→ **ACTIVITY**: Once you have read the data below, please repeat all of it exactly.

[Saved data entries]
Content starts

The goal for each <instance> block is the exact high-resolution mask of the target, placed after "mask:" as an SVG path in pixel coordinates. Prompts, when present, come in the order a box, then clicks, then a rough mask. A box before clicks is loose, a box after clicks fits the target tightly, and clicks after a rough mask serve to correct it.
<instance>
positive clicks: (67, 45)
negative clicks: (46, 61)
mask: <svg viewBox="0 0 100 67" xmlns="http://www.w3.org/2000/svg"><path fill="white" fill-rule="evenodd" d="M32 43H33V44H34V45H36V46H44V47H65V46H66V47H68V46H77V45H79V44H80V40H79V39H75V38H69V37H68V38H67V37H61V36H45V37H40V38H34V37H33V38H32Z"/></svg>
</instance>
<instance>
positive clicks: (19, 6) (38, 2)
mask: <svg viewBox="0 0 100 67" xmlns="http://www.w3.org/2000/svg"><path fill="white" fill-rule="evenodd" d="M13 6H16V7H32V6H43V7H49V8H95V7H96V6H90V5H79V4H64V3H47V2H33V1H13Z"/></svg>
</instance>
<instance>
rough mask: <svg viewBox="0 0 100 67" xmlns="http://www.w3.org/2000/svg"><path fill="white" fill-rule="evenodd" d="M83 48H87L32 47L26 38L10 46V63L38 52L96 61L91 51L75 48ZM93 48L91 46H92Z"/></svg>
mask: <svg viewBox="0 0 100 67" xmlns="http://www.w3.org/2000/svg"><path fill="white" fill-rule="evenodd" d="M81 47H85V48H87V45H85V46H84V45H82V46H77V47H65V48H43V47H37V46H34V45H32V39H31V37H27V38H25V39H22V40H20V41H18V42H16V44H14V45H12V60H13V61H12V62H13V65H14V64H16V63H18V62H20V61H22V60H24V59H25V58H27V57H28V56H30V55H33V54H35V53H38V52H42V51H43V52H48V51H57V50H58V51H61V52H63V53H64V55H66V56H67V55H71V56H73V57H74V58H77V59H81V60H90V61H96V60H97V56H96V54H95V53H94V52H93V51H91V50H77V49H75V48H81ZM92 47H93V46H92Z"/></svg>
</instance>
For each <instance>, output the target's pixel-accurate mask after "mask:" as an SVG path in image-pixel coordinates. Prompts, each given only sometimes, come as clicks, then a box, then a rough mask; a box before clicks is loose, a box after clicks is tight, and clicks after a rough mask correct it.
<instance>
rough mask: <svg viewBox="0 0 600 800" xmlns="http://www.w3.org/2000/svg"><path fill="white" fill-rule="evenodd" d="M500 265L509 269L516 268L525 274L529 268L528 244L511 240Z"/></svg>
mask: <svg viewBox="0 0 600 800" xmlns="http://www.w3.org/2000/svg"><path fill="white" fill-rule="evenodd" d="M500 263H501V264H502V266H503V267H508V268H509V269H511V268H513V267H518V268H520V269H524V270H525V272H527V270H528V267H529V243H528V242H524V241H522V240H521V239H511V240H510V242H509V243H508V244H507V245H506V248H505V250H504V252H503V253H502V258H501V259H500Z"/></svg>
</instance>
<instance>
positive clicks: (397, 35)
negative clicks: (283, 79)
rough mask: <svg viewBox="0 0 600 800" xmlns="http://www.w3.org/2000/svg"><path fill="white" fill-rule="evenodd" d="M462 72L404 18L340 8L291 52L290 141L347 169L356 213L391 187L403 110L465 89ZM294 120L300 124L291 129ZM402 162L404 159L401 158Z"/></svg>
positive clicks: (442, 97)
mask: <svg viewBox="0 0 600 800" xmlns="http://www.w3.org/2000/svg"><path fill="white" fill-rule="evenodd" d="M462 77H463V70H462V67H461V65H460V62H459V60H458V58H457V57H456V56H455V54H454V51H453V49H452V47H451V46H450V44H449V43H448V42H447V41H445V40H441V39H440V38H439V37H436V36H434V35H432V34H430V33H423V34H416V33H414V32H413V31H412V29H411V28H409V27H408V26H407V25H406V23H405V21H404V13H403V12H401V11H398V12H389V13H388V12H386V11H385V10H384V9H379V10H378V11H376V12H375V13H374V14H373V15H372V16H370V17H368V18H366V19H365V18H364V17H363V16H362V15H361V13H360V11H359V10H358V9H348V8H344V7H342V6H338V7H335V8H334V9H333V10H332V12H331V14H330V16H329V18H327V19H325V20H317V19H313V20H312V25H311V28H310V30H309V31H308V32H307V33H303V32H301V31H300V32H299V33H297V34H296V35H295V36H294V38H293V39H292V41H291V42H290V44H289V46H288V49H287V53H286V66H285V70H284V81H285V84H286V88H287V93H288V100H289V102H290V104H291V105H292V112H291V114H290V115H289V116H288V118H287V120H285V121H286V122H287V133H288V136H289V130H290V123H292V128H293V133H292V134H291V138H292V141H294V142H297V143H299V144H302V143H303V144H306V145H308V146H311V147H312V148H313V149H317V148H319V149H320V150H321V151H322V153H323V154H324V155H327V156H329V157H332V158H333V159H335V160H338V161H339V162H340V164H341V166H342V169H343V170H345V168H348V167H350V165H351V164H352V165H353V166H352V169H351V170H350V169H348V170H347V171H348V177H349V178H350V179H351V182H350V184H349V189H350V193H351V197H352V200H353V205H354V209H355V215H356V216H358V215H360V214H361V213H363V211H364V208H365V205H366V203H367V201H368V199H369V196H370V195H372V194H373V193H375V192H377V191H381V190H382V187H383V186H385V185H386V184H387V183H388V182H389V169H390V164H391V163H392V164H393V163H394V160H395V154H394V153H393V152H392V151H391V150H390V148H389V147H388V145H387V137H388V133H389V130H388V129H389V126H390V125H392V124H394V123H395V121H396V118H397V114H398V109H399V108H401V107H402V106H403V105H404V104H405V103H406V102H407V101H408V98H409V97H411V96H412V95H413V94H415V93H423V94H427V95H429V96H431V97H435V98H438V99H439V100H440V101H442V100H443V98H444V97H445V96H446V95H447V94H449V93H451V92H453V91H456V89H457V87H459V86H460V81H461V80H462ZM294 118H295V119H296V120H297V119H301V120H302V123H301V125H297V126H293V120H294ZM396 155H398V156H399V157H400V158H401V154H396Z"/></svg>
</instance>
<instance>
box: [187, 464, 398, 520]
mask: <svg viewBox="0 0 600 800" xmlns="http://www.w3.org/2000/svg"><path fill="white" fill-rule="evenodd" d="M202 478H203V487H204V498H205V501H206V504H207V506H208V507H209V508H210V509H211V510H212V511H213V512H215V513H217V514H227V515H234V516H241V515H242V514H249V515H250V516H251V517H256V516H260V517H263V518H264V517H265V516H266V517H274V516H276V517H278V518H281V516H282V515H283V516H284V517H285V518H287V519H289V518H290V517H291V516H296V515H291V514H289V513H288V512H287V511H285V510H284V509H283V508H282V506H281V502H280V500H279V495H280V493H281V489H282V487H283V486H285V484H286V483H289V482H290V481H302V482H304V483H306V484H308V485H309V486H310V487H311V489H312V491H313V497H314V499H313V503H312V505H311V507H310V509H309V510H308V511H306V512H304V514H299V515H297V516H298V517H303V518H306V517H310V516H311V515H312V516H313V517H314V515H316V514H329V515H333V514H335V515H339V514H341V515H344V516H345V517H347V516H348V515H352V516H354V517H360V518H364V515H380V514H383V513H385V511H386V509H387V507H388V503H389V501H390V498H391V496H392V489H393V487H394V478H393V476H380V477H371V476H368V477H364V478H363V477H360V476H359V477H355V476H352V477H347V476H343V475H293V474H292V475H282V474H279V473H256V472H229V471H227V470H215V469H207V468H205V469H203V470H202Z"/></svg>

Content ends

→ **SOLUTION TO THE PROBLEM**:
The goal for each <instance> block is the exact high-resolution mask of the target, placed after "mask:" as an SVG path in pixel coordinates. Prompts, when present, come in the order a box, then clicks, then a rough mask. A box before clicks is loose, a box after clicks fits the target tightly, and clicks after a rough mask serve to correct it.
<instance>
positive clicks: (67, 45)
negative clicks: (46, 61)
mask: <svg viewBox="0 0 100 67" xmlns="http://www.w3.org/2000/svg"><path fill="white" fill-rule="evenodd" d="M32 43H33V44H34V45H36V46H44V47H65V46H66V47H68V46H77V45H79V44H80V40H79V39H75V38H69V37H68V38H67V37H61V36H45V37H40V38H34V37H33V38H32Z"/></svg>
</instance>
<instance>
positive clicks: (19, 6) (38, 2)
mask: <svg viewBox="0 0 100 67" xmlns="http://www.w3.org/2000/svg"><path fill="white" fill-rule="evenodd" d="M13 6H16V7H32V6H43V7H49V8H95V7H96V6H90V5H79V4H64V3H47V2H33V1H13Z"/></svg>
</instance>
<instance>
rough mask: <svg viewBox="0 0 100 67" xmlns="http://www.w3.org/2000/svg"><path fill="white" fill-rule="evenodd" d="M83 48H87L32 47L26 38L10 46V63L38 52L96 61L91 51L75 48ZM93 48L91 46H92Z"/></svg>
mask: <svg viewBox="0 0 100 67" xmlns="http://www.w3.org/2000/svg"><path fill="white" fill-rule="evenodd" d="M81 47H85V48H87V45H85V46H84V45H82V46H77V47H65V48H43V47H37V46H34V45H32V39H31V37H27V38H25V39H22V40H20V41H18V42H16V44H14V45H12V60H13V61H12V62H13V65H14V64H16V63H18V62H20V61H22V60H24V59H25V58H27V57H28V56H30V55H33V54H35V53H38V52H42V51H43V52H48V51H57V50H58V51H61V52H63V53H64V55H66V56H67V55H71V56H73V57H74V58H77V59H81V60H90V61H96V60H97V56H96V54H95V53H94V52H93V51H91V50H77V49H75V48H81ZM92 47H93V46H92Z"/></svg>
</instance>
For each <instance>, output the target's pixel-accurate mask after "mask:" as an SVG path in image-pixel coordinates. Prompts, each given only sometimes, come as clicks, then a box, then a rough mask; a box before clicks is loose, a box after clicks is tight, and clicks after a rough mask correct it.
<instance>
rough mask: <svg viewBox="0 0 600 800" xmlns="http://www.w3.org/2000/svg"><path fill="white" fill-rule="evenodd" d="M500 265L509 269L516 268L525 274L529 268L528 244L511 240Z"/></svg>
mask: <svg viewBox="0 0 600 800" xmlns="http://www.w3.org/2000/svg"><path fill="white" fill-rule="evenodd" d="M500 263H501V264H502V266H503V267H508V268H509V269H511V268H513V267H518V268H520V269H524V270H525V272H527V270H528V267H529V243H528V242H524V241H522V240H521V239H511V240H510V242H509V243H508V244H507V245H506V248H505V250H504V252H503V253H502V258H501V259H500Z"/></svg>
</instance>
<instance>
positive clicks: (397, 35)
negative clicks: (283, 79)
rough mask: <svg viewBox="0 0 600 800" xmlns="http://www.w3.org/2000/svg"><path fill="white" fill-rule="evenodd" d="M462 72L404 18L340 8L291 52L290 141L347 169L356 213L391 187L403 110L465 89ZM294 120L300 124L291 129ZM402 162L404 159L401 158Z"/></svg>
positive clicks: (442, 97)
mask: <svg viewBox="0 0 600 800" xmlns="http://www.w3.org/2000/svg"><path fill="white" fill-rule="evenodd" d="M462 77H463V70H462V67H461V65H460V62H459V60H458V58H457V57H456V56H455V54H454V51H453V49H452V47H451V46H450V44H449V43H448V42H447V41H445V40H441V39H440V38H439V37H436V36H434V35H432V34H430V33H423V34H416V33H414V32H413V31H412V29H411V28H409V27H408V26H407V25H406V23H405V21H404V13H403V12H401V11H398V12H389V13H388V12H386V11H385V10H384V9H379V10H378V11H376V12H375V13H374V14H373V15H372V16H370V17H368V18H366V19H365V18H364V17H363V16H362V15H361V13H360V11H359V10H358V9H348V8H344V7H342V6H338V7H335V8H334V9H333V10H332V12H331V14H330V16H329V18H327V19H325V20H317V19H313V20H312V25H311V28H310V30H309V31H308V32H307V33H303V32H301V31H300V32H299V33H297V34H296V35H295V36H294V38H293V39H292V41H291V42H290V44H289V46H288V49H287V53H286V66H285V70H284V81H285V84H286V88H287V93H288V100H289V102H290V104H291V105H292V112H291V114H290V115H289V116H288V118H287V120H285V121H286V122H287V133H288V136H289V130H290V123H292V128H293V133H292V134H291V138H292V141H294V142H297V143H299V144H302V143H303V144H306V145H308V146H311V147H312V148H313V149H317V148H319V149H320V150H321V151H322V153H323V154H324V155H327V156H329V157H332V158H333V159H335V160H338V161H339V162H340V164H341V166H342V169H343V170H345V168H348V167H350V165H351V164H352V165H353V166H352V169H351V170H350V169H348V170H347V171H348V177H349V178H350V179H351V182H350V184H349V189H350V193H351V197H352V200H353V205H354V209H355V215H356V216H358V215H360V214H361V213H363V211H364V208H365V205H366V203H367V201H368V199H369V196H370V195H372V194H373V193H375V192H377V191H381V190H382V187H383V186H385V185H386V184H387V183H388V182H389V169H390V164H391V163H392V164H393V163H394V160H395V154H394V153H393V152H392V151H391V150H390V148H389V147H388V145H387V137H388V133H389V130H388V129H389V126H390V125H392V124H394V123H395V121H396V118H397V114H398V109H399V108H401V107H402V106H403V105H404V104H405V103H406V102H407V101H408V98H409V97H411V96H412V95H413V94H415V93H423V94H427V95H429V96H431V97H435V98H438V99H439V100H440V101H442V100H443V98H444V97H445V96H446V95H447V94H449V93H451V92H453V91H456V89H457V87H459V86H460V81H461V80H462ZM294 118H295V119H296V120H297V119H301V120H302V123H301V125H297V126H293V120H294ZM396 155H398V156H399V157H400V158H401V154H396Z"/></svg>
</instance>
<instance>
box: [187, 464, 398, 520]
mask: <svg viewBox="0 0 600 800" xmlns="http://www.w3.org/2000/svg"><path fill="white" fill-rule="evenodd" d="M202 478H203V487H204V498H205V501H206V504H207V506H208V507H209V508H210V509H211V510H212V511H213V512H215V513H217V514H227V515H234V516H241V515H242V514H249V515H250V516H251V517H256V516H260V517H263V518H264V517H265V516H266V517H274V516H276V517H278V518H281V516H282V515H283V516H284V517H285V518H287V519H289V518H290V517H291V516H296V515H291V514H289V513H288V512H287V511H285V510H284V509H283V508H282V506H281V502H280V500H279V495H280V493H281V489H282V487H283V486H285V484H286V483H289V482H290V481H302V482H304V483H306V484H308V485H309V486H310V487H311V489H312V491H313V497H314V499H313V503H312V505H311V507H310V509H309V510H308V511H306V512H304V514H299V515H297V516H298V517H303V518H306V517H310V516H311V515H312V516H313V517H314V515H316V514H329V515H333V514H335V515H339V514H341V515H344V516H345V517H347V516H348V515H352V516H354V517H360V518H364V515H380V514H383V513H385V511H386V509H387V507H388V503H389V501H390V498H391V496H392V489H393V487H394V478H393V476H380V477H371V476H368V477H364V478H363V477H360V476H359V477H355V476H352V477H347V476H343V475H293V474H292V475H282V474H279V473H256V472H229V471H227V470H215V469H207V468H205V469H203V470H202Z"/></svg>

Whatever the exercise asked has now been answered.